(Collected data)
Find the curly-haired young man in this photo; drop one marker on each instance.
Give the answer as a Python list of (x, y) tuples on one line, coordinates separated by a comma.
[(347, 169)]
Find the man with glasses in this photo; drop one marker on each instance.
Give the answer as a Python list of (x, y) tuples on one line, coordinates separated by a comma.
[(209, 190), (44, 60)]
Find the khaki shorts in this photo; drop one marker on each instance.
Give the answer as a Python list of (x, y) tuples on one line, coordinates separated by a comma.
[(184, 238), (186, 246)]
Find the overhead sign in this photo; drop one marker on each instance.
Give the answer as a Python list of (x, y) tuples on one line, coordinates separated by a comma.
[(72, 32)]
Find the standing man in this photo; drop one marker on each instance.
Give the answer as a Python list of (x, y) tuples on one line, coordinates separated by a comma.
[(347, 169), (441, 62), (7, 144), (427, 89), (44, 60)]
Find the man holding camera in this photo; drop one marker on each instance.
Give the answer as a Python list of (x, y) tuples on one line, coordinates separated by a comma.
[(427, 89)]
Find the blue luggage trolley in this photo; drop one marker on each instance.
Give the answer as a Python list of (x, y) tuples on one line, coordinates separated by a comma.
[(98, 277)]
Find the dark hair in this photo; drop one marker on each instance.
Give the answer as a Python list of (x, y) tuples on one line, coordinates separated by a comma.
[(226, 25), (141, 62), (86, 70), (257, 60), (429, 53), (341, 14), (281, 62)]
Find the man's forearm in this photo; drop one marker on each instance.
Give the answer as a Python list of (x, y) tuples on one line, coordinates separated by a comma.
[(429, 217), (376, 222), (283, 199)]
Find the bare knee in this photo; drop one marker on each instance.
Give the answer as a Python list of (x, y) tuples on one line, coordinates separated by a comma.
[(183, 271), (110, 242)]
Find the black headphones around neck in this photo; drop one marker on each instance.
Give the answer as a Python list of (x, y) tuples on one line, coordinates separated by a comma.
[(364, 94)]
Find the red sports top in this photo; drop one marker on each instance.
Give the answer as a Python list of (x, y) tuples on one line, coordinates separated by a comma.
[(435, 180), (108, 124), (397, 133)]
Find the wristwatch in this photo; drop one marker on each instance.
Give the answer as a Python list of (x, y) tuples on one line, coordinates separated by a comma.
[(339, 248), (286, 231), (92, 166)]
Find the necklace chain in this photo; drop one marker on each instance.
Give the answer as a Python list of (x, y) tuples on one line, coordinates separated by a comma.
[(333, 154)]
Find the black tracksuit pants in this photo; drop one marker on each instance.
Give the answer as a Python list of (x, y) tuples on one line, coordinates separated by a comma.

**Task brief:**
Rewrite the rows above, changing every "drop one marker" to "place one point" and leaving all other text as it is.

**Solved exercise:**
Find the curly-haired young man in this photo; place one point on each instance.
Give the answer as a Python list of (x, y) tuples on one line, coordinates separated by a comma.
[(347, 169)]
Find the man with glasses in this photo; place one point on each instance.
Give the answer as a Python list of (x, y) tuples on one line, coordinates separated by a comma.
[(209, 190), (44, 60)]
Find the khaki shorts in this photo; place one point on each instance.
Give the answer as a Python list of (x, y) tuples on one line, coordinates separated by a comma.
[(184, 238), (186, 246)]
Find the overhead sign in this photo; place one point on each instance.
Give the answer as a Python list of (x, y) tuples on one line, coordinates separated by a comma.
[(72, 32)]
Find the standing man in this photo; place one point on each instance.
Give the answer as a Python list of (x, y) tuples on one line, coordinates separated by a comma.
[(347, 169), (441, 62), (7, 144), (427, 89), (44, 60)]
Find the man holding camera in this photo; place one point on each instance.
Give the answer as a Python list of (x, y) tuples on one line, coordinates separated by a comma.
[(427, 89)]
Find the blue luggage trolley in this photo; place one point on each instance.
Give the answer as a Python list of (x, y) tuples on one line, coordinates separated by a comma.
[(98, 277)]
Find the dark hair in this photo; place one point on each instance.
Give the answer as a Python list of (x, y) tuples on one line, coordinates separated by a comma.
[(226, 25), (141, 62), (86, 70), (257, 60), (429, 53), (341, 14), (281, 62)]
Find the man's forearm in this photo; place one point on each instance.
Give the answer as a Python list of (x, y) tuples on one line, coordinates separated by a comma.
[(429, 217), (376, 222), (283, 199)]
Find the bare knee in this photo; place one point on each instance.
Give the answer as a Python list of (x, y) tuples on one line, coordinates separated by a comma.
[(183, 271), (110, 242)]
Find the black headphones around neck in this photo; place one point on each instance.
Give the answer as a Python list of (x, y) tuples on one line, coordinates separated by a comma.
[(364, 94)]
Find the red sports top in this photo; place one point on each instance.
Give the answer as a Python list of (x, y) tuples on one line, coordinates separated by a comma.
[(435, 180), (108, 124), (397, 133)]
Find the wristwatch in this photo; place one point on each instance.
Give the answer as a Python list of (x, y) tuples on one line, coordinates separated by a comma.
[(339, 248), (286, 231), (92, 166)]
Find the necklace chain in this photo; place one point on each instance.
Give the answer as a Python list of (x, y) tuples on one line, coordinates separated by a comma.
[(333, 154)]
Find the black tracksuit pants in this photo; place one point on each instance.
Give the answer as a Python list of (x, y) tuples on one line, coordinates separated by a comma.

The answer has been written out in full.